* **WORK ORDER**
All records below are to be transcribed exactly, with every picture left out.

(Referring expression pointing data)
---

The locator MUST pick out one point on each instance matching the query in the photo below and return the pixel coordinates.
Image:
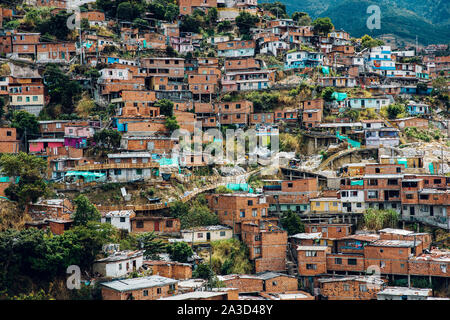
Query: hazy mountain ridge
(428, 19)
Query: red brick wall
(320, 261)
(335, 291)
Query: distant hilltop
(429, 20)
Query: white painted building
(119, 219)
(207, 234)
(119, 264)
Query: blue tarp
(240, 187)
(357, 183)
(339, 96)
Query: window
(392, 182)
(311, 253)
(371, 194)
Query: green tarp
(87, 175)
(325, 70)
(167, 162)
(353, 143)
(240, 187)
(339, 96)
(357, 183)
(403, 161)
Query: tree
(56, 26)
(292, 223)
(30, 171)
(172, 124)
(440, 86)
(394, 110)
(165, 107)
(203, 271)
(223, 26)
(327, 94)
(323, 25)
(212, 17)
(189, 24)
(127, 11)
(85, 106)
(171, 52)
(62, 90)
(25, 122)
(85, 211)
(199, 215)
(245, 21)
(368, 42)
(179, 251)
(277, 8)
(222, 190)
(421, 87)
(179, 208)
(152, 246)
(379, 219)
(302, 18)
(108, 138)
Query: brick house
(146, 288)
(8, 140)
(119, 264)
(269, 282)
(350, 288)
(330, 231)
(155, 224)
(170, 269)
(312, 260)
(267, 246)
(235, 209)
(291, 195)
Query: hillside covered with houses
(218, 150)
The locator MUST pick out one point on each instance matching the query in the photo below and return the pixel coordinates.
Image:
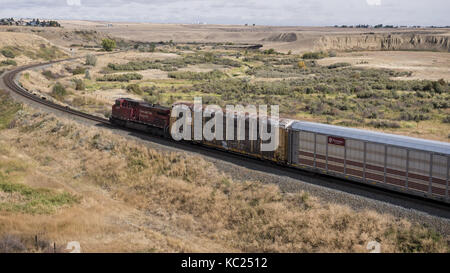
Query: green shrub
(79, 84)
(8, 62)
(79, 70)
(314, 55)
(337, 65)
(58, 91)
(8, 53)
(188, 75)
(121, 77)
(108, 44)
(91, 60)
(134, 88)
(49, 75)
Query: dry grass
(133, 198)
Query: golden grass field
(130, 198)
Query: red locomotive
(416, 166)
(152, 118)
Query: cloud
(73, 2)
(373, 2)
(267, 12)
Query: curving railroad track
(394, 198)
(9, 80)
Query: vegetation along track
(325, 183)
(9, 80)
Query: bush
(301, 65)
(108, 44)
(8, 62)
(337, 65)
(384, 124)
(49, 75)
(134, 88)
(188, 75)
(8, 53)
(79, 84)
(314, 55)
(91, 60)
(269, 51)
(58, 91)
(79, 70)
(121, 77)
(446, 119)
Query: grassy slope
(133, 198)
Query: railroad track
(433, 207)
(9, 80)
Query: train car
(247, 147)
(152, 118)
(406, 164)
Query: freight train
(414, 166)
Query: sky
(260, 12)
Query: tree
(108, 44)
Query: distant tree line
(386, 26)
(33, 22)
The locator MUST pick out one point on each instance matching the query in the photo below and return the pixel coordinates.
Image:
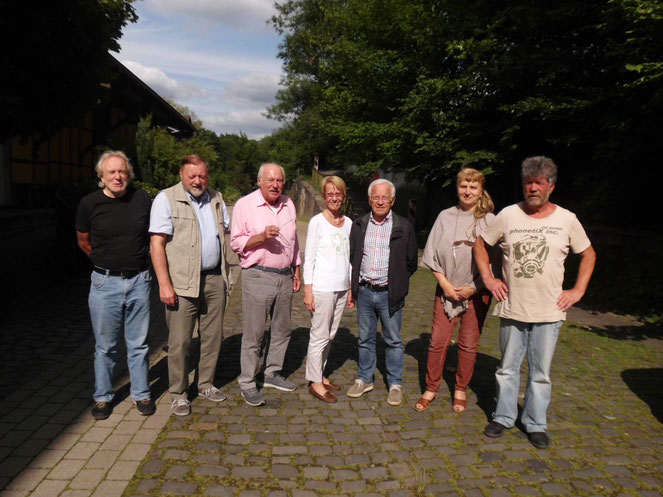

---

* **TASK OUTPUT**
The locator MUST pick out one point on each instance matching the query in the photo below and return the pixel coordinates.
Image:
Query: hazy mountain ridge
(428, 19)
Query: red brick wall
(320, 261)
(335, 291)
Query: distant hilltop
(429, 20)
Query: white painted building
(119, 219)
(207, 234)
(119, 264)
Query: blue tarp
(240, 187)
(357, 183)
(339, 96)
Query: window
(392, 182)
(311, 253)
(371, 194)
Query: green tarp
(87, 175)
(325, 70)
(167, 162)
(353, 143)
(240, 187)
(339, 96)
(357, 183)
(403, 161)
Query: tree
(56, 26)
(292, 223)
(30, 171)
(172, 124)
(440, 86)
(394, 110)
(165, 107)
(203, 271)
(223, 26)
(327, 94)
(323, 25)
(212, 17)
(189, 24)
(127, 11)
(85, 106)
(171, 52)
(62, 90)
(25, 122)
(85, 211)
(199, 215)
(245, 21)
(368, 42)
(179, 251)
(277, 8)
(222, 190)
(421, 87)
(179, 208)
(152, 246)
(379, 219)
(302, 18)
(108, 138)
Query: brick house
(146, 288)
(8, 140)
(119, 264)
(269, 282)
(350, 288)
(330, 231)
(155, 224)
(170, 269)
(312, 260)
(267, 246)
(235, 209)
(291, 195)
Query: hillside covered with houses
(218, 150)
The locator MUST pick out one point on each instance matching the query in the photo below and return the pixel coordinates.
Image:
Query: green shrub
(79, 84)
(8, 62)
(79, 70)
(314, 55)
(337, 65)
(58, 91)
(8, 53)
(188, 75)
(121, 77)
(108, 44)
(91, 60)
(134, 88)
(49, 75)
Query: dry grass
(133, 198)
Query: golden grass field
(130, 198)
Query: red locomotive
(416, 166)
(152, 118)
Query: cloud
(73, 2)
(373, 2)
(267, 12)
Query: curving railroad track
(394, 198)
(9, 80)
Query: vegetation along track
(325, 183)
(9, 80)
Query: bush
(301, 65)
(108, 44)
(8, 62)
(337, 65)
(384, 124)
(49, 75)
(134, 88)
(188, 75)
(8, 53)
(79, 84)
(314, 55)
(91, 60)
(269, 51)
(58, 91)
(79, 70)
(121, 77)
(446, 119)
Query: grassy slope
(133, 198)
Query: railroad track
(433, 207)
(9, 80)
Query: train car
(247, 147)
(152, 118)
(406, 164)
Query: freight train
(414, 166)
Query: sky
(260, 12)
Query: tree
(108, 44)
Query: distant tree line
(386, 26)
(33, 22)
The locator MUST pick out one point on each instance matching the query in the photo below and return the pixel coordinates.
Image:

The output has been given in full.